• _DOCUMENT SECTION_
Executive Summary: Key Legal and Evidentiary Issues

  • Disputed treatment of the jointly owned pharmacies as part of the SRX Group, including pooled inventory purchases, unverified manufacturer rebates and questions over inflated inventory invoicing and use of pharmacy credit to support related companies.
  • Concerns over related-party dealings and alleged non-disclosure by director Adesh Vora, particularly charitable donation flows and whether they produced any genuine commercial benefit to the pharmacies or instead benefited entities connected to him.
  • Serious governance breach alleged in the removal of Sherif Gerges as a director of Woodbine Downs Healthcare Realty Inc., followed by the unilateral sale of its real properties and transfer of approximately $2 million in proceeds to Niam Pharmaceuticals Inc. without his knowledge or consent.
  • Procedural contest over whether disputes must be arbitrated under unanimous shareholders’ agreements for the pharmacies, versus being litigated in court through an application for appointment of an inspector and for leave to bring statutory derivative actions.
  • Debate over the appropriateness of the extraordinary remedy of appointing an inspector under the OBCA, including whether less expensive means of obtaining financial information existed and whether some issues were potentially statute-barred.
  • Challenge to the granting of leave to commence derivative actions, focusing on whether such actions were in the companies’ best interests, whether alternative remedies such as oppression relief were sufficient, and whether limitation period defences should restrict the scope of claims.

Facts of the business relationship and corporate structure

Sherif Gerges and Adesh Vora began their business relationship around 2010 as equal partners in a group of pharmacies. They held direct or indirect equal shareholdings in Seva Drug Mart Inc. and Eglinton Drugs Inc. (together, the “Pharmacies”), which operate retail pharmacies, and in Woodbine Downs Healthcare Realty Inc. (“Woodbine”), a real estate holding company that owned the real estate connected to their operations. Each of them served as a director of Seva, Eglinton and Woodbine.
In June 2011, the Pharmacies and their shareholders entered into unanimous shareholders’ agreements (USAs). These USAs contained dispute-resolution clauses requiring shareholder disputes to be submitted to arbitration under Ontario’s Arbitration Act, 1991. There was no finalized USA for Woodbine, and therefore no arbitration clause directly governing disputes involving that corporation.
On the Vora side of the structure, Mr. Vora also owned or controlled Adesh Vora Pharmacy Professional Corporation, Niam Pharmaceuticals Inc. (“Niam”) and ConnectRx Inc., which sat within a broader SRX Group headed by SRX Health Solutions Inc. (SHSI). SHSI and related companies provided administrative and operational services to the Pharmacies, even though neither Sherif Gerges nor the Pharmacies themselves held shares in SHSI or ConnectRx.

Disputed related-party transactions and financial concerns

The relationship deteriorated when Mr. Gerges raised concerns about how the Pharmacies’ business and finances were being handled within the SRX Group. Inventory purchases for the Pharmacies had been pooled with those of the SRX Group, with manufacturer rebates flowing to SHSI. The independent accountants retained by Mr. Gerges (BDO) could not verify whether all rebates owing to the Pharmacies had been returned, because the information supplied by the appellants was incomplete.

• _DATA PROVIDED_
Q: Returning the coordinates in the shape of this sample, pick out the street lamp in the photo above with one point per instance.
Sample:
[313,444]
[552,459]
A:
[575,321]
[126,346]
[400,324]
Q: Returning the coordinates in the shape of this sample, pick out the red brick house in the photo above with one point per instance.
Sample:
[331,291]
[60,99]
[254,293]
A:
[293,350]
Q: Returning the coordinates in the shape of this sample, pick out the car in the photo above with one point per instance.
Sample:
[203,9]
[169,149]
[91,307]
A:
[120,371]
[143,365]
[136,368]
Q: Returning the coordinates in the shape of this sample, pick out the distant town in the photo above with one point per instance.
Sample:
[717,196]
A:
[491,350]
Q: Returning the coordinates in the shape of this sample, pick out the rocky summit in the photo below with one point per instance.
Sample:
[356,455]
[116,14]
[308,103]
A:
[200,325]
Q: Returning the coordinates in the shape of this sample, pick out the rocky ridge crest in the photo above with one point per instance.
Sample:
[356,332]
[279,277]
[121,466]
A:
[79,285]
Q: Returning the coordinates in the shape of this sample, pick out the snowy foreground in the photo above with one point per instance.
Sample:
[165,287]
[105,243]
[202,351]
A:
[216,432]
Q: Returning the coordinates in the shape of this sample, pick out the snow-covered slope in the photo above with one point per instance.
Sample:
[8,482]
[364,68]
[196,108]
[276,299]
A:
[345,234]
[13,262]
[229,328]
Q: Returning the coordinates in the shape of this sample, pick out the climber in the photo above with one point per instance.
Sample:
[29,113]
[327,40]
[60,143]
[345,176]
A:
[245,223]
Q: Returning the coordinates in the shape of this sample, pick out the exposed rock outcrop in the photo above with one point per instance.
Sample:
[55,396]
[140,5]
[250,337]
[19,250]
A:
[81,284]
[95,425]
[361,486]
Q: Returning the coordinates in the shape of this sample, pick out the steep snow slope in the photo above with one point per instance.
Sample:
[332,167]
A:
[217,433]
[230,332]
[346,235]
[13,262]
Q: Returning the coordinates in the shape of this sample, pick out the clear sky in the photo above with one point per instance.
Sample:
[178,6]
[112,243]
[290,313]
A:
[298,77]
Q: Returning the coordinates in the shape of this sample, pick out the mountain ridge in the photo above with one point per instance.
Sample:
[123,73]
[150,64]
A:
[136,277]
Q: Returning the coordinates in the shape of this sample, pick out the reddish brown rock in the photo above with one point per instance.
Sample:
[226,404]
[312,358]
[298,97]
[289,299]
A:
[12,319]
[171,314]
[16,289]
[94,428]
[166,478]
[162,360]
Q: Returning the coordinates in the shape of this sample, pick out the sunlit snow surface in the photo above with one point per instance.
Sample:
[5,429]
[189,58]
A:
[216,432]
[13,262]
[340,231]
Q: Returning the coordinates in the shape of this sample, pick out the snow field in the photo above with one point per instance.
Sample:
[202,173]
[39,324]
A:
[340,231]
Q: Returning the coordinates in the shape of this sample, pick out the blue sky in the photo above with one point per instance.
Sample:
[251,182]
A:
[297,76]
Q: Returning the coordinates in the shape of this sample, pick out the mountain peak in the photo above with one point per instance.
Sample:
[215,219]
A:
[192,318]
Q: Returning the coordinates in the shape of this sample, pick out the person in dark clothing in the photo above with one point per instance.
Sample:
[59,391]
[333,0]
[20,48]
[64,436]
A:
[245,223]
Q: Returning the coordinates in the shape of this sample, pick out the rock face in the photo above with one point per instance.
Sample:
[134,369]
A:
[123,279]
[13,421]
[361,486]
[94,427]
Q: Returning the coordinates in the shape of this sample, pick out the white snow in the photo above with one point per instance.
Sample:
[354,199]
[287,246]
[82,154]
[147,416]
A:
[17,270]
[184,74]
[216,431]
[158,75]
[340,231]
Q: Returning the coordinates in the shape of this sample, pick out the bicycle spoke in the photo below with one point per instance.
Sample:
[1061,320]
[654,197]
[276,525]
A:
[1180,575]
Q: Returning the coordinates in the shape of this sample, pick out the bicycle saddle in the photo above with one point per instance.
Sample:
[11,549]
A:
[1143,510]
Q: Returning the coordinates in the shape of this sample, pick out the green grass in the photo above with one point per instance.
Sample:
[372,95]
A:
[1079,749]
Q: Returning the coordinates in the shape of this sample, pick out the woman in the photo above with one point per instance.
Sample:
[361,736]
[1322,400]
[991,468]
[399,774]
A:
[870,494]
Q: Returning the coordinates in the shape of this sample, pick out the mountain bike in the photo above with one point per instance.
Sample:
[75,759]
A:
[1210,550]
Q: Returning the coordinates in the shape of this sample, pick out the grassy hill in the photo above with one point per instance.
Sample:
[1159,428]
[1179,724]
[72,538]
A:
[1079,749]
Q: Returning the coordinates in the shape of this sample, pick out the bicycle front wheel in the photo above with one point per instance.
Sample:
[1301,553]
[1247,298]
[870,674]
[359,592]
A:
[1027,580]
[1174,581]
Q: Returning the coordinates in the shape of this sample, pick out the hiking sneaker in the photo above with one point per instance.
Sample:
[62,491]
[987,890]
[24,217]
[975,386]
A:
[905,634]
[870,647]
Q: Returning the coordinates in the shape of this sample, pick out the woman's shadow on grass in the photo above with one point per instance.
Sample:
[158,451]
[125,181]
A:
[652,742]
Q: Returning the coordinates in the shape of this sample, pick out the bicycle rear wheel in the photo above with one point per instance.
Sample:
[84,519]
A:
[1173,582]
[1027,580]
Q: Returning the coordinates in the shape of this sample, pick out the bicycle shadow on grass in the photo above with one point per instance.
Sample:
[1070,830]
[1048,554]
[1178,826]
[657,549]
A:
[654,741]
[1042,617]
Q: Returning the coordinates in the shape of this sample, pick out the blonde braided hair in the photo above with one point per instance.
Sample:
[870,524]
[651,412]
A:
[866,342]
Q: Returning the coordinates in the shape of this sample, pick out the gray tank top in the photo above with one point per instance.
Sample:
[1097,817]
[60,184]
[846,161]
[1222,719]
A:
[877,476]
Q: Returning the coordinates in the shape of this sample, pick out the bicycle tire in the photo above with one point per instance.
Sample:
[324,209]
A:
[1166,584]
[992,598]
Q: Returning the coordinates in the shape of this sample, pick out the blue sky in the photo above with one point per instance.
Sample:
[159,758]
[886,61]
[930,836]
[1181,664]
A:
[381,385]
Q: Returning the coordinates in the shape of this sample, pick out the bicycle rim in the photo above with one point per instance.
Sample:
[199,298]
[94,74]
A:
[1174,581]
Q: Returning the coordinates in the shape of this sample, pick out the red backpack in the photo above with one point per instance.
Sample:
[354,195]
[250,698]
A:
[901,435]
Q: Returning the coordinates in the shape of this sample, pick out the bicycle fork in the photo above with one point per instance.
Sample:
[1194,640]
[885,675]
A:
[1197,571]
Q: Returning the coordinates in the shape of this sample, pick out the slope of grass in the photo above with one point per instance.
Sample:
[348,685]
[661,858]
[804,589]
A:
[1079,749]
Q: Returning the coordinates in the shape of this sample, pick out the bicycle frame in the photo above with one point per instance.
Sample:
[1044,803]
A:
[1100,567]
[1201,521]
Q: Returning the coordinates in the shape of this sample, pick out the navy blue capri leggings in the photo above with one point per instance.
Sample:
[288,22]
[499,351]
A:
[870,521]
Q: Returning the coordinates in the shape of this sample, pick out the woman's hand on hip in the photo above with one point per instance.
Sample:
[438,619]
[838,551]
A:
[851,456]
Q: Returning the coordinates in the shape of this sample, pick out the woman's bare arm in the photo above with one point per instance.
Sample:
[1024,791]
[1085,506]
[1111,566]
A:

• _WHAT THIS EXERCISE ASKS_
• A. Sum up the pharmacy dispute summary in two sentences.
• B. Please transcribe the part of the pharmacy dispute summary that begins at the words "Facts of the" and stops after the words "Eglinton and Woodbine.".
• C. Write the next part of the pharmacy dispute summary, picking up after its last sentence.
The entries are unrelated to the pharmacy dispute summary.

• _ANSWERS TO EACH TASK_
• A. Sherif Gerges and Adesh Vora, equal partners since around 2010 in Seva Drug Mart Inc., Eglinton Drugs Inc. and Woodbine Downs Healthcare Realty Inc., fell out over how the Pharmacies' business and finances were handled within the SRX Group, including pooled inventory purchases and manufacturer rebates that BDO could not verify. The key issues include alleged undisclosed related-party dealings by Mr. Vora, Mr. Gerges's removal as a Woodbine director followed by a property sale and the transfer of about $2 million to Niam, whether the disputes must be arbitrated under the Pharmacies' USAs, and challenges to the appointment of an inspector under the OBCA and to leave for derivative actions.

• B.
Facts of the business relationship and corporate structure

Sherif Gerges and Adesh Vora began their business relationship around 2010 as equal partners in a group of pharmacies. They held direct or indirect equal shareholdings in Seva Drug Mart Inc. and Eglinton Drugs Inc. (together, the “Pharmacies”), which operate retail pharmacies, and in Woodbine Downs Healthcare Realty Inc. (“Woodbine”), a real estate holding company that owned the real estate connected to their operations. Each of them served as a director of Seva, Eglinton and Woodbine.

• C.
BDO also identified a serious discrepancy between the inventory values reflected on invoices and the inventory actually received by the Pharmacies. Mr. Vora acknowledged that the Pharmacies were being used to buy inventory for other SRX Group pharmacies that were experiencing credit issues. Although this might explain some of the invoicing pattern, BDO was unable to complete a full reconciliation based on the records provided.
Another strand of concern related to a charitable donation arrangement. Seva had agreed to make donations to a hospital foundation but instead paid them to Seva Foundation, a separate entity for which Mr. Vora served as a director. BDO questioned whether Seva obtained any real commercial or economic benefit from this arrangement and whether those donations were in substance benefiting related parties rather than the pharmacy itself. Collectively, these issues were alleged to show a pattern of undisclosed related-party dealings by Mr. Vora in breach of his duties as a director.
Despite two earlier consent court orders requiring production of records (made by Conway J. in May 2024 and Kimmel J. in December 2024), the appellants did not provide sufficient documentation for Mr. Gerges to reconcile the Pharmacies’ related-party transactions or determine their financial impact. The motion judge later found that key records were held by SHSI or other SRX entities controlled by Mr. Vora, beyond the reach of ordinary internal records access.

Unilateral sale of Woodbine’s properties and transfer of proceeds

Tensions escalated further with respect to Woodbine. In April 2024, without Mr. Gerges’ knowledge or consent, Mr. Vora filed an amended corporate profile for Woodbine removing Mr. Gerges as a director. He then caused Woodbine’s real properties to be sold and transferred net proceeds of about $2 million to Niam. These steps were taken without consulting or informing Mr. Gerges, even though both men were equal owners of Woodbine.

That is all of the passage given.